§ **TASK SET**
1. Please answer these questions about the article on the story, one line each:
(a) In which publication and anthology did the story first appear?
(b) What is the name of the organization's president?
(c) Who is Rachel engaged to?
2. Rewrite the passage of the article on the story from "Rachel pointedly stares" up to and including "downstream, and jumps.", switching "wilderness" to "woods".

- Country: United States
- Language: English
- Genre: Science fiction short story

Publication
- Published in: Boston Review
- Publication date: October 30, 2017

= Don't Press Charges and I Won't Sue =

Short story by Charlie Jane Anders

"Don't Press Charges and I Won't Sue" is a science fiction story by Charlie Jane Anders. It was first published in Boston Review, in their 2017 Global Dystopias anthology.

==Synopsis==

Rachel is a trans woman who is drugged and kidnapped by an organization called Love and Dignity for Everyone that forces detransition by means of brain transplants, transferring her mind onto the cadaver of a male. Whenever she tries to speak, the cadaver speaks instead, twisting her screams and cries for help into grunts and docile appeals. During the process, she discovers that the person supervising her torture is her childhood friend Jeffrey. Several flashbacks provide background details about their lives and their relationship, including Rachel's engagement with Sherri, a woman Jeffrey had tried but failed to court.

Rachel pointedly stares at Jeffrey, who tries but fails to avoid her gaze. He asks the organization's president, Mr. Randall, for recusal, but Mr. Randall persuades him to continue with the procedure. Rachel makes the cadaver call out for Jeffrey. After she makes the cadaver scream Sherri's name, Jeffrey, in a breach of protocol, barges into the room and tries to quiet her. Rachel manages to headbutt Jeffrey and grab his utility knife, using it to stab Jeffrey and free herself. She escapes the facility and flees into the surrounding wilderness, all while the cadaver pursues her. She attempts to slow it down, but it shrugs off any obstacles in the way. As the cadaver gets closer and closer, she wades into a roaring stream, stops at a waterfall downstream, and jumps.

§ **DATA EXTRACT**

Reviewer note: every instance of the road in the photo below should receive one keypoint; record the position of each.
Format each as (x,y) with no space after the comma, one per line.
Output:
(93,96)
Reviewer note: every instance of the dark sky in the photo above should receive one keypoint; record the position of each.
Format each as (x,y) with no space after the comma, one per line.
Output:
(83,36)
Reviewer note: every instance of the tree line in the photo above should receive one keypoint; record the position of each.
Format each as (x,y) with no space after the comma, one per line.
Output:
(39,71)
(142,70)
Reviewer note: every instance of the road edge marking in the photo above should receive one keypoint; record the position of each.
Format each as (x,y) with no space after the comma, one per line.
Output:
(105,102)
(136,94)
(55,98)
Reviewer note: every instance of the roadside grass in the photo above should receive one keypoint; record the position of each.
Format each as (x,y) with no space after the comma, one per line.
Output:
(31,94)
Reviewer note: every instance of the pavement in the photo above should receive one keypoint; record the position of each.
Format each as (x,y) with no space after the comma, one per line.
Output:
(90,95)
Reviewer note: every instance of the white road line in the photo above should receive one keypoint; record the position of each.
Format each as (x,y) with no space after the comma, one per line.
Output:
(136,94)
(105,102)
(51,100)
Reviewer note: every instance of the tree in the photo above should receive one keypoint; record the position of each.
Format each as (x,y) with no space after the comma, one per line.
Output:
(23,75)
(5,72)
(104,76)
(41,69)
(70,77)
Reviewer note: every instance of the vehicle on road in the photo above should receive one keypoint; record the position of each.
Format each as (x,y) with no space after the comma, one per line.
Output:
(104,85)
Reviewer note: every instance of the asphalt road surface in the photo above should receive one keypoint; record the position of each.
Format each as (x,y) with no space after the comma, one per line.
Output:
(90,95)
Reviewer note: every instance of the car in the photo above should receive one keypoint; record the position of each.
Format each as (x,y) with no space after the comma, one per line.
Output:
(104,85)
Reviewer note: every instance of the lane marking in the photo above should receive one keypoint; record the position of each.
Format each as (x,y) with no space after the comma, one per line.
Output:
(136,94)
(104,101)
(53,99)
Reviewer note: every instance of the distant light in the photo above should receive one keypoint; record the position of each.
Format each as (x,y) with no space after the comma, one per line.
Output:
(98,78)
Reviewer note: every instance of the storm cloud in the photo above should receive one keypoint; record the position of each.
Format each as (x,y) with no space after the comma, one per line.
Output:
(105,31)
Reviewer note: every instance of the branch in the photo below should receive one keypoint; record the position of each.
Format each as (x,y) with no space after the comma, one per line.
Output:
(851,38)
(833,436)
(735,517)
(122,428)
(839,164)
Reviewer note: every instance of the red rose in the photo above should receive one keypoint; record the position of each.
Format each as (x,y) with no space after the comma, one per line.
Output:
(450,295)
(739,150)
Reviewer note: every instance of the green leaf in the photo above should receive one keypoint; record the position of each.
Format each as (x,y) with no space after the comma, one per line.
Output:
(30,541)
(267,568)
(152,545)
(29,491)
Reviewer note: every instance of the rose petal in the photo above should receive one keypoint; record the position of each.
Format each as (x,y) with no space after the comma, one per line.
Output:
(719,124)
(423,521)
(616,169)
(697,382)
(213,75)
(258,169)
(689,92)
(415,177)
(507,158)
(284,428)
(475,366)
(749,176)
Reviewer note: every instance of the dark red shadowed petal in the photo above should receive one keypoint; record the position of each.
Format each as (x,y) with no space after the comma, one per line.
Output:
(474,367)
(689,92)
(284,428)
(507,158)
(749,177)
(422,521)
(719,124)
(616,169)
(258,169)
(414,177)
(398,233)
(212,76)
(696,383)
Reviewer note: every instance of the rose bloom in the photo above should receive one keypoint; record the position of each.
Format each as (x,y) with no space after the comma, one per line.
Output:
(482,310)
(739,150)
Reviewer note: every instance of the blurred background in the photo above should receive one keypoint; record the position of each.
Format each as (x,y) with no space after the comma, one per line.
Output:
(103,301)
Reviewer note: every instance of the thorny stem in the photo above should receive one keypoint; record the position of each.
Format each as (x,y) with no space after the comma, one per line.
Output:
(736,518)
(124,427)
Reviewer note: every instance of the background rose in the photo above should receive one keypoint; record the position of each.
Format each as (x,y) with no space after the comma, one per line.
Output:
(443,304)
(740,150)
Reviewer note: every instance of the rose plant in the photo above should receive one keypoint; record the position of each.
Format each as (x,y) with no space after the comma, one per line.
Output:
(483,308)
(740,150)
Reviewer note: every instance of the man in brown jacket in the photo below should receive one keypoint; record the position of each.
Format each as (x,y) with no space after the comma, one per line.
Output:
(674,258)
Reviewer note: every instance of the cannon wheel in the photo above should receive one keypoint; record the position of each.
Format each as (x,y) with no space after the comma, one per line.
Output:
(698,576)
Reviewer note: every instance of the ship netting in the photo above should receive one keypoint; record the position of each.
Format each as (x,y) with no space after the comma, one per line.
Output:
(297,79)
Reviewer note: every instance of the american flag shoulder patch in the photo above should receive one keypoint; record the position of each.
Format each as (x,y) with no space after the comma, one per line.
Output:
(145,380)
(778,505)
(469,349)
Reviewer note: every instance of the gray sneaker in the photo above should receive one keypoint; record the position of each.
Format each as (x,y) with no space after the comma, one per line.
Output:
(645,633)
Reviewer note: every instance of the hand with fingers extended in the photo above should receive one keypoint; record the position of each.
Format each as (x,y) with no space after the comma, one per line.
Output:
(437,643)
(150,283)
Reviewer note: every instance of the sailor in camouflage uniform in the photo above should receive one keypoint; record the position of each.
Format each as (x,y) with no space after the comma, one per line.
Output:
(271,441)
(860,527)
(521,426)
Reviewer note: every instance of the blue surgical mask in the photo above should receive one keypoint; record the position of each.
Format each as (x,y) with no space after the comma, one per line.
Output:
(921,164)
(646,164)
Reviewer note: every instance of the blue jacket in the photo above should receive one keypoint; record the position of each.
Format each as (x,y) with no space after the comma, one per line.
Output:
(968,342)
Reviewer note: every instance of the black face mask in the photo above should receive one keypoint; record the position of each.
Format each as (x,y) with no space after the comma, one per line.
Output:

§ **THE RESULTS**
1.
(a) Boston Review, in its 2017 Global Dystopias anthology.
(b) Mr. Randall.
(c) Sherri.

2.
Rachel pointedly stares at Jeffrey, who tries but fails to avoid her gaze. He asks the organization's president, Mr. Randall, for recusal, but Mr. Randall persuades him to continue with the procedure. Rachel makes the cadaver call out for Jeffrey. After she makes the cadaver scream Sherri's name, Jeffrey, in a breach of protocol, barges into the room and tries to quiet her. Rachel manages to headbutt Jeffrey and grab his utility knife, using it to stab Jeffrey and free herself. She escapes the facility and flees into the surrounding woods, all while the cadaver pursues her. She attempts to slow it down, but it shrugs off any obstacles in the way. As the cadaver gets closer and closer, she wades into a roaring stream, stops at a waterfall downstream, and jumps.